**Collection entries**
---+---

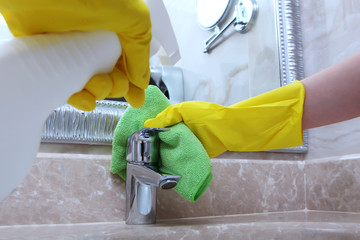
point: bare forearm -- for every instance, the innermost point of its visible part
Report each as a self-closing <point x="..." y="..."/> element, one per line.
<point x="333" y="95"/>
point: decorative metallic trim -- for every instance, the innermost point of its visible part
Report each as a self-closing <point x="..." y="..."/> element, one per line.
<point x="290" y="52"/>
<point x="69" y="125"/>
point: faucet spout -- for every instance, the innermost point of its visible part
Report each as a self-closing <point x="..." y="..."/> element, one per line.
<point x="142" y="178"/>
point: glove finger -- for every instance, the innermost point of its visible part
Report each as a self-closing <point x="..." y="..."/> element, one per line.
<point x="120" y="84"/>
<point x="83" y="100"/>
<point x="134" y="60"/>
<point x="170" y="116"/>
<point x="100" y="86"/>
<point x="135" y="96"/>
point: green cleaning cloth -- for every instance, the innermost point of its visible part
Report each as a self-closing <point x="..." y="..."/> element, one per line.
<point x="181" y="153"/>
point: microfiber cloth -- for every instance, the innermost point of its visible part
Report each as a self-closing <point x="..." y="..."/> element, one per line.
<point x="181" y="153"/>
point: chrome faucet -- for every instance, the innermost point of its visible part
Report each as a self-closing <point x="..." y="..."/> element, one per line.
<point x="142" y="177"/>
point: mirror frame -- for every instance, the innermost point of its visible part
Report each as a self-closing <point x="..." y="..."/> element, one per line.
<point x="68" y="125"/>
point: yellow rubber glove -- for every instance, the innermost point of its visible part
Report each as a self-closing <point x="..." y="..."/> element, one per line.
<point x="269" y="121"/>
<point x="129" y="19"/>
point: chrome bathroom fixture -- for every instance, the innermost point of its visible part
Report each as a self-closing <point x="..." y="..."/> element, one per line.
<point x="142" y="177"/>
<point x="212" y="13"/>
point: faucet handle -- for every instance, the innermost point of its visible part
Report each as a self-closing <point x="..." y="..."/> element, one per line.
<point x="143" y="146"/>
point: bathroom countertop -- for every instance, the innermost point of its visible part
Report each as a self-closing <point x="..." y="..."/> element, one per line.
<point x="289" y="225"/>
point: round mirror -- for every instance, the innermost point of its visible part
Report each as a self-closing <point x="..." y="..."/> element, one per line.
<point x="211" y="12"/>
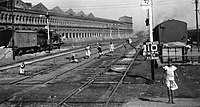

---+---

**AIM**
List every line in the records above that contains the word "mirror".

**OUTPUT OF THE TASK**
point: mirror frame -- for every instance, the innermost point of its visible part
point: round mirror -- for every instance, the innermost point of its visible part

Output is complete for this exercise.